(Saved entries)
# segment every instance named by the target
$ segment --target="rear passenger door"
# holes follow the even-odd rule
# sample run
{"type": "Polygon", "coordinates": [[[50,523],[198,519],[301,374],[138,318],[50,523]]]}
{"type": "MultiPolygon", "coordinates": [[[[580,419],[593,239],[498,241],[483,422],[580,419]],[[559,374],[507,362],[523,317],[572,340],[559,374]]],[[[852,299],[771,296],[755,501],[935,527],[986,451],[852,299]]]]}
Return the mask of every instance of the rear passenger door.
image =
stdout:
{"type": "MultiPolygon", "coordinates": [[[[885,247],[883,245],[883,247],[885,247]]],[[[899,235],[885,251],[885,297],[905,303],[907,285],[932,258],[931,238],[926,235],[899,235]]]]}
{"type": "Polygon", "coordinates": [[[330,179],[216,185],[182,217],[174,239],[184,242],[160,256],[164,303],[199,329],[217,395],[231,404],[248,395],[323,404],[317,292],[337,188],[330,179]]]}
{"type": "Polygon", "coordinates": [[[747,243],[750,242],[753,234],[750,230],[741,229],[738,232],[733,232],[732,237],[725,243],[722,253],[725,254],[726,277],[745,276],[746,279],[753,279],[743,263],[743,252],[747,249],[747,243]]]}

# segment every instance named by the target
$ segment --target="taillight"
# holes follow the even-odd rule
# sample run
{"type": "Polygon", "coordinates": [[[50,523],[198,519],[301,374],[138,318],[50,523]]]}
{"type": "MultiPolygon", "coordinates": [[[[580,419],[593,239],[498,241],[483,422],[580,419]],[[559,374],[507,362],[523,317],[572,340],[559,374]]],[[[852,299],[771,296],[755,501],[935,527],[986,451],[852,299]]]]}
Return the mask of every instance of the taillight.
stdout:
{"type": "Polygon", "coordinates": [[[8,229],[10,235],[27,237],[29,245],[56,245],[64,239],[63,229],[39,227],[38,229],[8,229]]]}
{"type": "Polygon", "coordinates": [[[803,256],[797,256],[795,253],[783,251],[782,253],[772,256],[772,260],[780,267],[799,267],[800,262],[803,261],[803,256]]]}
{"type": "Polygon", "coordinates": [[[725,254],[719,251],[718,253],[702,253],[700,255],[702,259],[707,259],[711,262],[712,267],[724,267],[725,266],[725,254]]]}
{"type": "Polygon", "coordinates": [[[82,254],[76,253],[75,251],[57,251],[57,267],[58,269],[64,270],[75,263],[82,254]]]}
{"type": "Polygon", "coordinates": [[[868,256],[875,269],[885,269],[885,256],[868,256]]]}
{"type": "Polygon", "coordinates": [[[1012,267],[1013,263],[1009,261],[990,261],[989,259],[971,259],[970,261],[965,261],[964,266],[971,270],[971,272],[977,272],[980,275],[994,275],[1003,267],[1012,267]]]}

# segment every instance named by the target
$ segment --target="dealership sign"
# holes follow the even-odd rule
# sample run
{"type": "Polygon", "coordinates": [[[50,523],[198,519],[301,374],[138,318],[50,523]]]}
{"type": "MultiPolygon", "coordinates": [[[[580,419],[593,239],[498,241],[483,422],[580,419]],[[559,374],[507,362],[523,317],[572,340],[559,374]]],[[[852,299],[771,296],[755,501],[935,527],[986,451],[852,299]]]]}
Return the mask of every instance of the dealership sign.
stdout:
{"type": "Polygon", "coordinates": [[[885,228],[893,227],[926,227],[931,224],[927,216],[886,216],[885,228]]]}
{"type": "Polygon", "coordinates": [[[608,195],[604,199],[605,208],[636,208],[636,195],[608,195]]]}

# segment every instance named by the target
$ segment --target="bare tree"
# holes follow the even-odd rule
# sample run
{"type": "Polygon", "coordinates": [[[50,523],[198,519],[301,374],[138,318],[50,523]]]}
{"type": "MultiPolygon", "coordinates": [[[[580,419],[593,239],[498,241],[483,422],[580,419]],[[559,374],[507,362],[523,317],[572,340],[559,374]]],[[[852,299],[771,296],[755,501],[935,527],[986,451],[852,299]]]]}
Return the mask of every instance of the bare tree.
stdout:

BRIEF: Reproduce the entries so that each line reads exactly as it did before.

YOUR RESPONSE:
# segment every instance named by the target
$ segment --target="rear passenger door"
# holes follow the even-odd rule
# sample run
{"type": "Polygon", "coordinates": [[[50,523],[198,519],[301,374],[138,318],[50,523]]]}
{"type": "MultiPolygon", "coordinates": [[[[580,419],[593,239],[498,241],[483,422],[580,419]],[[559,374],[507,362],[523,317],[572,340],[559,374]]],[[[852,299],[771,296],[755,501],[935,527],[986,451],[852,299]]]]}
Return the mask of every instance of the rear passenger door.
image =
stdout:
{"type": "MultiPolygon", "coordinates": [[[[885,247],[883,245],[883,247],[885,247]]],[[[899,235],[885,251],[885,297],[905,303],[907,285],[932,258],[931,238],[926,235],[899,235]]]]}
{"type": "Polygon", "coordinates": [[[330,179],[216,185],[182,217],[174,239],[184,242],[160,256],[164,303],[199,329],[217,395],[231,404],[248,395],[323,404],[317,292],[337,188],[330,179]]]}
{"type": "Polygon", "coordinates": [[[747,243],[750,242],[753,234],[750,230],[741,229],[738,232],[733,232],[732,237],[725,243],[722,253],[725,254],[726,277],[745,276],[746,279],[753,279],[743,263],[743,252],[747,249],[747,243]]]}

# segment every instance named by the target
$ segment --target="taillight"
# holes follow the even-odd rule
# sample run
{"type": "Polygon", "coordinates": [[[50,523],[198,519],[301,374],[138,318],[50,523]]]}
{"type": "MultiPolygon", "coordinates": [[[[580,419],[593,239],[498,241],[483,422],[580,419]],[[559,374],[507,362],[523,317],[572,340],[559,374]]],[[[852,299],[771,296],[755,501],[935,527],[986,451],[852,299]]]]}
Return the mask of every instance of the taillight.
stdout:
{"type": "Polygon", "coordinates": [[[8,229],[10,235],[27,237],[29,245],[56,245],[64,239],[63,229],[39,227],[38,229],[8,229]]]}
{"type": "Polygon", "coordinates": [[[803,256],[797,256],[795,253],[783,251],[782,253],[772,256],[772,260],[780,267],[799,267],[800,262],[803,261],[803,256]]]}
{"type": "Polygon", "coordinates": [[[725,254],[719,251],[718,253],[702,253],[700,255],[702,259],[707,259],[711,262],[712,267],[724,267],[725,266],[725,254]]]}
{"type": "Polygon", "coordinates": [[[82,254],[76,253],[75,251],[57,251],[57,267],[58,269],[64,270],[75,263],[82,254]]]}
{"type": "Polygon", "coordinates": [[[868,256],[875,269],[885,269],[885,256],[868,256]]]}
{"type": "Polygon", "coordinates": [[[1012,267],[1013,263],[1009,261],[990,261],[989,259],[971,259],[970,261],[965,261],[964,266],[971,270],[971,272],[977,272],[980,275],[994,275],[1003,267],[1012,267]]]}

# segment every instance named by the target
$ segment --target="dealership sign"
# holes follow the even-odd rule
# sample run
{"type": "Polygon", "coordinates": [[[50,523],[198,519],[301,374],[138,318],[50,523]]]}
{"type": "MultiPolygon", "coordinates": [[[[580,419],[593,239],[498,241],[483,422],[580,419]],[[559,374],[507,362],[523,317],[572,340],[559,374]]],[[[852,299],[771,296],[755,501],[935,527],[986,451],[852,299]]]]}
Return the mask of every instance of the dealership sign.
stdout:
{"type": "Polygon", "coordinates": [[[885,228],[893,227],[926,227],[931,224],[927,216],[886,216],[885,228]]]}
{"type": "Polygon", "coordinates": [[[608,195],[604,199],[605,208],[636,208],[636,195],[608,195]]]}

# segment every instance named by the target
$ segment --target="bare tree"
# holes follow the even-odd rule
# sample run
{"type": "Polygon", "coordinates": [[[50,523],[198,519],[301,374],[138,318],[50,523]]]}
{"type": "MultiPolygon", "coordinates": [[[[580,419],[593,239],[498,241],[483,422],[580,419]],[[559,374],[507,362],[523,317],[572,340],[559,374]]],[[[852,299],[771,296],[755,501],[935,527],[986,451],[852,299]]]]}
Return the mask of every instance of the bare tree.
stdout:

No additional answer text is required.